WHAT YOU NEED TO DO: Each entry that follows must be output without any deviation.

Recorded data

*** Begin section ***

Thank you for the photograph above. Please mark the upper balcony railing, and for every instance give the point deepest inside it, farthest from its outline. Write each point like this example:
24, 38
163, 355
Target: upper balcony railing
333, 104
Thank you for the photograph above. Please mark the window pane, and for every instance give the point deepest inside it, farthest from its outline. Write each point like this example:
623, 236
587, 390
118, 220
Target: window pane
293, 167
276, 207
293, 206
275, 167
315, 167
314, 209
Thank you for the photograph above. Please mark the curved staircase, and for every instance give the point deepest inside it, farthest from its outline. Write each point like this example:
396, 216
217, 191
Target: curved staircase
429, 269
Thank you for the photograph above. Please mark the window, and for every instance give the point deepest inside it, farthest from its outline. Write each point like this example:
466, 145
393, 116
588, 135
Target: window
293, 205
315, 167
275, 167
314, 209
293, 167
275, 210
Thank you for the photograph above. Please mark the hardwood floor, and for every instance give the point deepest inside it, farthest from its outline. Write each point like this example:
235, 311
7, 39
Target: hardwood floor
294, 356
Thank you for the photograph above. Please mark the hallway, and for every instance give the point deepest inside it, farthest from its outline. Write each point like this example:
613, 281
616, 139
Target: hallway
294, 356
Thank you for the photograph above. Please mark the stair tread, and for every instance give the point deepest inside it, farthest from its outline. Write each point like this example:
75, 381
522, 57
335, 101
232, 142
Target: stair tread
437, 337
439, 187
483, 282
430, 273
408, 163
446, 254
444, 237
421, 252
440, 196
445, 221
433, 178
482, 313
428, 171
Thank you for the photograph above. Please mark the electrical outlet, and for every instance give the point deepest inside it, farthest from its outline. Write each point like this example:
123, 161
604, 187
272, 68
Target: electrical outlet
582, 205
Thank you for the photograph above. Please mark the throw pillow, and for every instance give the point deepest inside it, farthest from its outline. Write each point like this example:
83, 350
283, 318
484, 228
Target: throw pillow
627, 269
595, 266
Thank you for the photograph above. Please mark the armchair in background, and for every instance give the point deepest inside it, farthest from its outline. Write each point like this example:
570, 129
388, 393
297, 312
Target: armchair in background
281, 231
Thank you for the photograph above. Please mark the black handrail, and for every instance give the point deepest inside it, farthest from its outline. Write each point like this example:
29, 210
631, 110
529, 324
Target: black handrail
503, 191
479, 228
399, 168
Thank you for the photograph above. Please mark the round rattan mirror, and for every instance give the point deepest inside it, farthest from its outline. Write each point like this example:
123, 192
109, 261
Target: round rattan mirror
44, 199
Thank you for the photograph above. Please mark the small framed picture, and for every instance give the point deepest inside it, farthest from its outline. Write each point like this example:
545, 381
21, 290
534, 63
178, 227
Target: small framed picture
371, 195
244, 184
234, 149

*** End section ***

COMPLETED TASK:
Thank you for the photograph above. Please mark the upper balcony railing, and for every instance give the point deepest inside it, farthest from its outline. Write each point like this example:
24, 38
163, 355
Target: upper balcony railing
333, 104
Thank you for the photograph above. Please mark the window pane, and for every instance give the point deepest inside it, farthest from its outline. Write each point like this example:
623, 236
587, 390
118, 220
Target: window pane
293, 167
276, 207
293, 206
275, 167
315, 167
314, 209
Thank you for the photograph above. Please mark the curved staircase, and for every instance give the point deepest inside it, farthest from its outline. Write each point like this example:
396, 216
217, 191
Target: curved staircase
429, 269
Thank you for the photograph above. Please mark the window, and for every instance give the point deepest inside it, farthest from its outline. Write each point like this example:
466, 145
393, 116
588, 135
Target: window
293, 205
315, 167
275, 167
314, 209
293, 167
275, 210
Thank you for the photograph above. Please mark the hardwood floor, and for every instance give the point deepest inside it, farthest from its outline. Write each point like this example:
235, 311
7, 39
Target: hardwood floor
294, 356
Thank you for the photograph above. Please mark the hallway, and for every instance give the point deepest inside it, farthest from its outline. Write each point like this example:
613, 281
616, 139
Target: hallway
294, 356
Thank you for the photograph above. Please mark the stair tread, and for every instance give the point deepest inside it, farthest from its outline. Write each point like this example:
75, 381
522, 57
335, 101
232, 142
Target: stair tread
437, 337
439, 187
483, 282
430, 273
408, 163
446, 254
444, 237
421, 252
440, 196
445, 221
433, 178
482, 313
428, 171
Thank you for the photograph above. Please mark the electrical outlet, and for every instance give the point deepest inside it, farthest from its outline. Write each point like this example:
123, 161
604, 187
272, 68
Target: electrical outlet
582, 205
Thank you for the photograph above. Please mark the throw pillow, and for every instance give the point deepest inside it, farthest from its outline. Write each point like this example:
83, 350
283, 318
484, 228
Target: throw pillow
627, 269
595, 266
Thank you for the photograph above. Please mark the armchair in background, and for every instance give the point deepest inside it, farthest from its outline. Write each point like this example:
570, 129
388, 393
297, 312
Target: armchair in background
281, 231
Thank you for the photograph above. Please mark the black handrail, and for every instance give the point deepest inside it, farthest from its outline. Write each point like this example:
29, 210
631, 110
529, 324
Target: black handrail
503, 191
479, 228
399, 168
Thank you for the photograph above. Please mark the round rattan mirror, and for every instance give the point deepest inside it, farthest from its outline. Write each point like this example:
123, 192
109, 261
Target: round rattan mirror
44, 199
Thank you for the photograph above. Please mark the small framed picture, and for every instance give the point deepest inside it, farthest from its outline. Write each point like this example:
545, 381
21, 290
534, 63
178, 227
Target: small framed picture
371, 195
244, 184
234, 149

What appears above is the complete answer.